What you are asked to do
Among the entries, find the lines with the string "below" and report them.

Recorded data
• • •

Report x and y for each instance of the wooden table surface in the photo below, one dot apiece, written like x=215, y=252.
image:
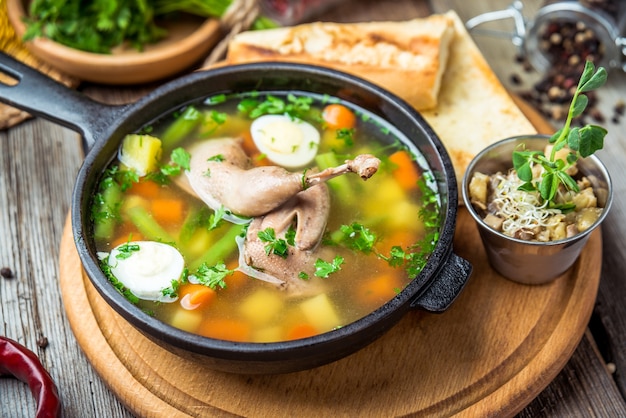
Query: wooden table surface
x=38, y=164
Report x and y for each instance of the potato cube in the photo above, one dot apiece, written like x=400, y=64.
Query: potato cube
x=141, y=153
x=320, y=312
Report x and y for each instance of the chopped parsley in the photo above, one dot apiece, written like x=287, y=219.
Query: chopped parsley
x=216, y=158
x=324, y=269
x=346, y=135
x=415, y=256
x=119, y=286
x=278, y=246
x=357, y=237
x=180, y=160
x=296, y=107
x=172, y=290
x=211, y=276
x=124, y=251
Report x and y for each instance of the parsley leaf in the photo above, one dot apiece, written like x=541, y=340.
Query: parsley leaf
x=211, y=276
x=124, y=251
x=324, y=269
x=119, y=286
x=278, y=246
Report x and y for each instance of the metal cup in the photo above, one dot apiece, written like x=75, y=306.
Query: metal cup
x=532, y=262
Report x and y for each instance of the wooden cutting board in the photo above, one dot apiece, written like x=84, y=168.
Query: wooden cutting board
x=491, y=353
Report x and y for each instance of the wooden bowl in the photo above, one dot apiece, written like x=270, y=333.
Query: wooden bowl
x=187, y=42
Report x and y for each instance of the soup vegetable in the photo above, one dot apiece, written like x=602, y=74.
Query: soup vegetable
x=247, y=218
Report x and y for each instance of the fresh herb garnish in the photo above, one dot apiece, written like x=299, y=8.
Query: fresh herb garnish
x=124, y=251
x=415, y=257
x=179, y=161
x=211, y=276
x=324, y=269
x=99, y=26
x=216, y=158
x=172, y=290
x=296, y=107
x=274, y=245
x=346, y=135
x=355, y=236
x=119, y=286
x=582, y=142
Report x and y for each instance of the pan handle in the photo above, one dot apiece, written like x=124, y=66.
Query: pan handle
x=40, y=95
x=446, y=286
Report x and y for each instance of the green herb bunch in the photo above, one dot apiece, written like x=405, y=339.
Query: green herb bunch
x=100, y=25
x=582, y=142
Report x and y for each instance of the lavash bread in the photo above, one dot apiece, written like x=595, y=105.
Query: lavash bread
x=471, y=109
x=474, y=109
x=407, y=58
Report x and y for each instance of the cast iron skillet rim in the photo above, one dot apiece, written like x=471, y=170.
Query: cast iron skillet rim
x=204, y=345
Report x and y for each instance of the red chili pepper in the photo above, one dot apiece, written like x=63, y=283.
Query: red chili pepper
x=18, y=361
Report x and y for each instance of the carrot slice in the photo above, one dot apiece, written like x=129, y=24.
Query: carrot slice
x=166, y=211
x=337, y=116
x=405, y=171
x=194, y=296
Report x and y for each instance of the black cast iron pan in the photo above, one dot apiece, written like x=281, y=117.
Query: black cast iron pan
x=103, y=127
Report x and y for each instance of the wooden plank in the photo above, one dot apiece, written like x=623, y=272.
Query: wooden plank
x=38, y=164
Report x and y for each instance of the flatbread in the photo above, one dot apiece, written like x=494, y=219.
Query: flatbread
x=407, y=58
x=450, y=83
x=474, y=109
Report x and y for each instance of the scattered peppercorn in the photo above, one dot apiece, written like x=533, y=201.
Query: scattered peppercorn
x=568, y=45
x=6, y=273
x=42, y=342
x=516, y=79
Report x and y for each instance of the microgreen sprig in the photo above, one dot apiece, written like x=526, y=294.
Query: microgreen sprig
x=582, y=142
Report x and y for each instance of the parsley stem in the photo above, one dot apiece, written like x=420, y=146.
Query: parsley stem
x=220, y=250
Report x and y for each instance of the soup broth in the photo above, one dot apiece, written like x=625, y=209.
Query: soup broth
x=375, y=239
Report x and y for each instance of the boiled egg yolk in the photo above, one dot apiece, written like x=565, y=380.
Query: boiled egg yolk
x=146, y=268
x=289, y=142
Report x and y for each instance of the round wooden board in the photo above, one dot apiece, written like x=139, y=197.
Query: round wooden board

• • •

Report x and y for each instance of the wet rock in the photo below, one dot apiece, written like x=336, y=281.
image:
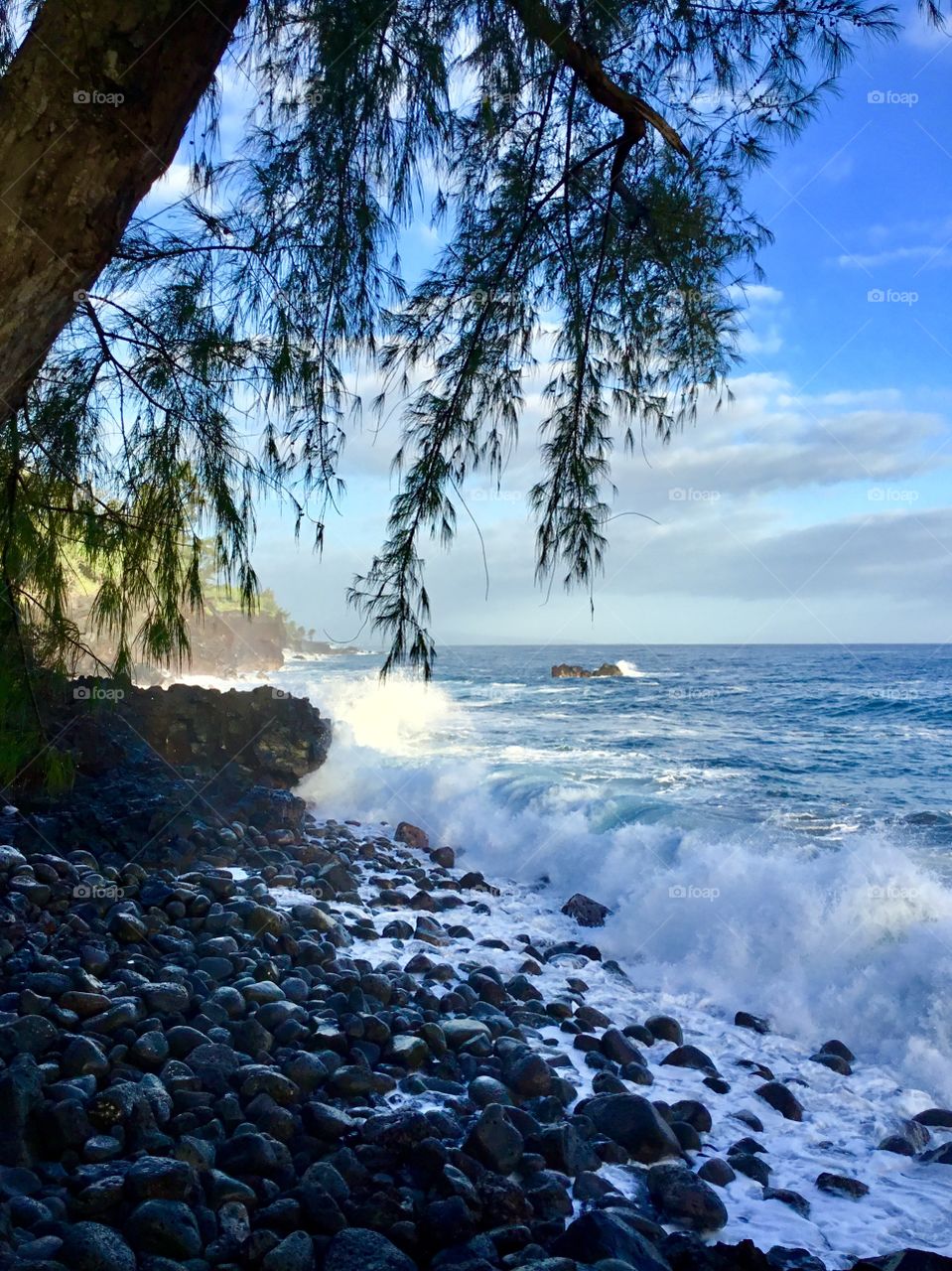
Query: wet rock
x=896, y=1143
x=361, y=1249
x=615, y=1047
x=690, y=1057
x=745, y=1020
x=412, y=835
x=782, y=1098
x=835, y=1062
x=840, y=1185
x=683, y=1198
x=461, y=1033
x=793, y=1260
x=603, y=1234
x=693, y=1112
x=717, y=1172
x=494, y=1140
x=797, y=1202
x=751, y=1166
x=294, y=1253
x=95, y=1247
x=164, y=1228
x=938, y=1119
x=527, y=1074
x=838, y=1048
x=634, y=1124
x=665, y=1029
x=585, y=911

• • •

Answer box
Report x and y for each instance of the wooden table surface in the photo below, one dot apiece, written like x=215, y=252.
Report x and y for each instance of the wet rock in the photo below, one dot apiece, written like x=336, y=281.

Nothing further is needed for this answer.